Work to complete
1. Rewrite the lines of the records running from the line containing "Every instance of the utility" down to the line containing "[[64, 66], [72, 75]]" as a numbered list, skipping any blank lines.
2. Extend the excerpt on SSD cache and storage wear, picking up after its final sentence.

Start Excerpt

Fig. 2. A mixed SSD array with LRU caching policy (red line: writes in cache, blue line: writes in main storage)

storage at rate  $d \cdot (m_r \cdot r + m_w \cdot w)$  on an average where d is the dirty ratio in the cache.

When workloads have weak locality in reads, cache can wear out substantially with marginal benefits in performance. In this case, selective caching of read cache misses can save write endurance of cache with acceptable degradation in performance. However, bypassing read cache misses for hot data can result in severe degradation in performance. Write workload is entirely absorbed in cache first (arrow 2), and only a portion of writes is flushed to main storage (arrow 5). Write intensive workloads with strong locality therefore can wear out the cache faster than main storage. Appropriate distribution of writes between the cache and the storage improves the lifetime of the cache, but it can degrade the performance of the storage system. This paper studies this tradeoff between performance and lifetime in an SSD array where the cache and backend storage employ different types of flash devices.

With LRU caching policy, flushing of dirty data results in writes at main storage as indicated by the arrow 5 in Figure 2. The writes served in storage per flash memory cell  $w_s$  is

$$w_s = \frac{(m_r \cdot r + m_w \cdot w) \cdot d}{N_s \cdot c_s} \tag{2}$$

where  $N_s$  is the number of SSDs in main storage and  $c_s$  is the capacity of the SSDs.

In this paper, we assume perfect wear leveling in both cache and main storage. According to Figure 2, the writes served in cache per flash memory cell,  $w_c$ , is the sum of the read misses (arrow 4) and the write workload (arrow 2) per flash memory cell.

End Excerpt
Start Material

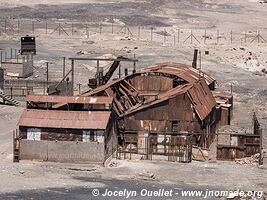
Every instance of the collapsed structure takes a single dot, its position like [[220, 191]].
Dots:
[[159, 110]]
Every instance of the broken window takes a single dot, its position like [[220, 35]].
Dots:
[[33, 134], [175, 125], [93, 136]]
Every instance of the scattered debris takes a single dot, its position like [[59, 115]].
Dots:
[[113, 164], [146, 175], [200, 154], [253, 160], [82, 169]]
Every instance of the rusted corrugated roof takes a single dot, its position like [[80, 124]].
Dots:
[[69, 99], [183, 71], [222, 97], [161, 97], [64, 119], [202, 99], [198, 93], [102, 87], [220, 94]]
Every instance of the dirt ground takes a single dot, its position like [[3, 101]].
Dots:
[[238, 64]]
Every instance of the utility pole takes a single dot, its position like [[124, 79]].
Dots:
[[47, 76], [64, 66], [72, 75]]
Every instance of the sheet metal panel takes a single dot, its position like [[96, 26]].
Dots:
[[69, 99], [202, 99], [183, 71], [65, 119]]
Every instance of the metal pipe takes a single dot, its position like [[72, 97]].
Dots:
[[64, 66], [72, 75]]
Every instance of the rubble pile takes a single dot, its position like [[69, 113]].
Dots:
[[253, 160]]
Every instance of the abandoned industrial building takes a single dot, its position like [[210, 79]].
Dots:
[[156, 111]]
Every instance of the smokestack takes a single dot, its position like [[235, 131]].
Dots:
[[194, 64], [126, 71]]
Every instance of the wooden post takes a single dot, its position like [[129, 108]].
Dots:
[[205, 36], [134, 67], [33, 27], [47, 76], [97, 72], [245, 37], [112, 26], [64, 66], [87, 33], [218, 37], [5, 27], [18, 27], [11, 92], [59, 29], [100, 28], [231, 35], [46, 27], [138, 33], [72, 31], [178, 36], [79, 88]]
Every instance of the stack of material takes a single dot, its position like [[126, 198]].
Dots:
[[253, 160]]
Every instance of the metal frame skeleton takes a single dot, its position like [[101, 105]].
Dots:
[[119, 59]]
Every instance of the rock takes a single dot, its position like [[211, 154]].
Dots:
[[113, 164], [253, 160]]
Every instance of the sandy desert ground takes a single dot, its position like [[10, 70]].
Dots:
[[238, 64]]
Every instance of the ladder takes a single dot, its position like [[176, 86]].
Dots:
[[8, 99]]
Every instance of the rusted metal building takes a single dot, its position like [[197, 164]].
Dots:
[[187, 109], [165, 99], [85, 132]]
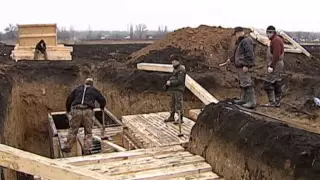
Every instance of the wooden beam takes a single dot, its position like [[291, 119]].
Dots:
[[110, 157], [109, 143], [294, 43], [200, 176], [97, 122], [113, 145], [52, 126], [297, 51], [29, 163], [193, 114], [167, 173], [190, 83], [113, 117], [64, 112], [145, 164]]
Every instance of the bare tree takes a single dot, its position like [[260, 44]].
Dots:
[[166, 29], [131, 31], [141, 30]]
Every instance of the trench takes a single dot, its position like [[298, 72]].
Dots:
[[32, 89]]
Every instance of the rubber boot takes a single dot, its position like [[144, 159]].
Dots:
[[86, 152], [170, 119], [278, 93], [177, 122], [277, 102], [272, 99], [251, 96], [242, 99], [66, 150]]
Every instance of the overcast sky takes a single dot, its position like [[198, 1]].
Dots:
[[117, 14]]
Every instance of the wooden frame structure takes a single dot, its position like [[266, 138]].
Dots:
[[31, 34], [170, 162], [58, 133]]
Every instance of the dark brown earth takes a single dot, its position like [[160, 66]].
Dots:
[[31, 89], [240, 146]]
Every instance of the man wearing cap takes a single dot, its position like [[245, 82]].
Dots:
[[244, 60], [275, 55], [80, 104], [176, 84], [41, 48]]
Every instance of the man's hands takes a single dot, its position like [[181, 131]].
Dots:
[[270, 69], [245, 69], [69, 115]]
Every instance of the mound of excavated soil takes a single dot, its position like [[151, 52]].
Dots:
[[239, 146], [197, 46], [203, 48]]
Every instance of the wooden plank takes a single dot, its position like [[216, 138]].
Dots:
[[200, 176], [120, 155], [146, 164], [190, 83], [113, 145], [153, 131], [166, 173], [56, 147], [96, 122], [193, 114], [33, 164], [64, 112], [53, 128], [297, 51], [288, 38], [112, 116]]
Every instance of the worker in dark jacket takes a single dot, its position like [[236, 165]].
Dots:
[[176, 84], [275, 55], [244, 60], [40, 48], [80, 104]]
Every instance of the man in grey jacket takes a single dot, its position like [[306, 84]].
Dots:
[[244, 60], [176, 85]]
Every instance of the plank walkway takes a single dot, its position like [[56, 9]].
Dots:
[[170, 162], [110, 131], [153, 132]]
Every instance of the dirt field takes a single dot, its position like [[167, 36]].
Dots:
[[240, 146], [29, 90]]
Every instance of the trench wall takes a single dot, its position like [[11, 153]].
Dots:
[[239, 146]]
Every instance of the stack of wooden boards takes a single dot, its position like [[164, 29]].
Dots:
[[170, 162], [31, 34], [291, 46]]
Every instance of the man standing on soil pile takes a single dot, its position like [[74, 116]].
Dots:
[[244, 60], [41, 48], [176, 84], [275, 55], [81, 103]]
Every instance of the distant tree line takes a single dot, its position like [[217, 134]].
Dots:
[[139, 31]]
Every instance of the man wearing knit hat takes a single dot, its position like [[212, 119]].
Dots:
[[80, 104], [244, 60], [275, 55]]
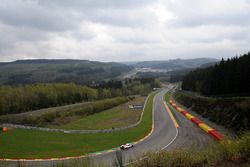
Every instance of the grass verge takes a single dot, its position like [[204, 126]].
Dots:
[[19, 143], [233, 113], [120, 116]]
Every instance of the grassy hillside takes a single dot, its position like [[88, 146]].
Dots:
[[61, 116], [230, 77], [232, 113], [20, 143], [119, 116], [48, 71]]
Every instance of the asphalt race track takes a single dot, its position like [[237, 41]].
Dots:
[[166, 136]]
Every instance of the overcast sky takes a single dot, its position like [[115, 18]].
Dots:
[[123, 30]]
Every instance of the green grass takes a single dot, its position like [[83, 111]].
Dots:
[[19, 143], [225, 154], [116, 117]]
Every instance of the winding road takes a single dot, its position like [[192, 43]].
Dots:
[[165, 136]]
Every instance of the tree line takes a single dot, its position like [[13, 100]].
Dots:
[[17, 99], [228, 78], [230, 112]]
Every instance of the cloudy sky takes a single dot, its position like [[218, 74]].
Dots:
[[123, 30]]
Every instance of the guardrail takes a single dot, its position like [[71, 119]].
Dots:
[[212, 132]]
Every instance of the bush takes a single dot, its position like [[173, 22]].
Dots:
[[232, 113]]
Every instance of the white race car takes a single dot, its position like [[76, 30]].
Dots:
[[126, 146]]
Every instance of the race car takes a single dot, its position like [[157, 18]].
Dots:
[[126, 146]]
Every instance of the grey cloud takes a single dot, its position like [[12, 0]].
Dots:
[[24, 14], [130, 29]]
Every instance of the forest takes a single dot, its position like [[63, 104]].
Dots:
[[22, 98], [230, 77]]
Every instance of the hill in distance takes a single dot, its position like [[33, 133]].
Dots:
[[176, 64], [59, 71]]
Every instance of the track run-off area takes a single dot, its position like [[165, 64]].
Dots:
[[171, 130]]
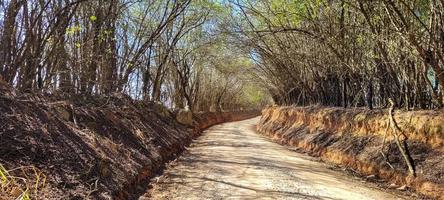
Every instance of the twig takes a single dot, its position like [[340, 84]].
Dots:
[[402, 145]]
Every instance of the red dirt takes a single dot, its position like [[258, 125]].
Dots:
[[90, 147], [353, 138]]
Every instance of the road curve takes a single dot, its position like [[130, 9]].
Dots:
[[231, 161]]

End Material

Answers below
1.
1. Every instance of the utility pole takes a single dot, its position like [[124, 79]].
2. Dots:
3. [[47, 76], [64, 66], [72, 75]]
4. Every instance of the sheet metal panel takes a single dot, its position like [[96, 26]].
5. Dots:
6. [[69, 99], [202, 99], [183, 71], [65, 119]]
7. Every instance of the metal pipe takes a single dot, its position like [[72, 97]].
8. Dots:
9. [[64, 66], [72, 75]]

2.
$$w_c = \frac{m_r \cdot r + w}{N_c \cdot c_c} \tag{3}$$

where  $N_c$  is the number of SSDs in cache and  $c_c$  is the capacity of the SSDs.

And cache and storage wear out at the rate of  $f_c$  and  $f_s$ , respectively.

$$f_c = \frac{w_c}{l_c} = \frac{m_r \cdot r + w}{N_c \cdot c_c \cdot l_c}$$

$$f_s = \frac{w_s}{l_s} = \frac{(m_r \cdot r + m_w \cdot w) \cdot d}{N_s \cdot c_s \cdot l_s}$$
(4)

With SLC caches, data may reside in the cache for considerably long time before it is migrated to storage and hence the minimum of cache and storage lifetimes determine the data lifetime. Thus, the achievable lifetime of a mixed SSD array T can be restated as

$$T = \frac{1}{\max(f_c, f_s)} \tag{5}$$

Under the assumptions of equal write amplification in the cache and the storage, we can use these equations to estimate the lifetime of mixed SSD arrays.

The relationship between performance and lifetime is complex and non-linear. This implies that the performance benefits from cache potentially result in significant loss in lifetime of the mixed SSD arrays in practical configurations. Thus, the trade-offs between performance and lifetime of the storage systems should be tuned carefully.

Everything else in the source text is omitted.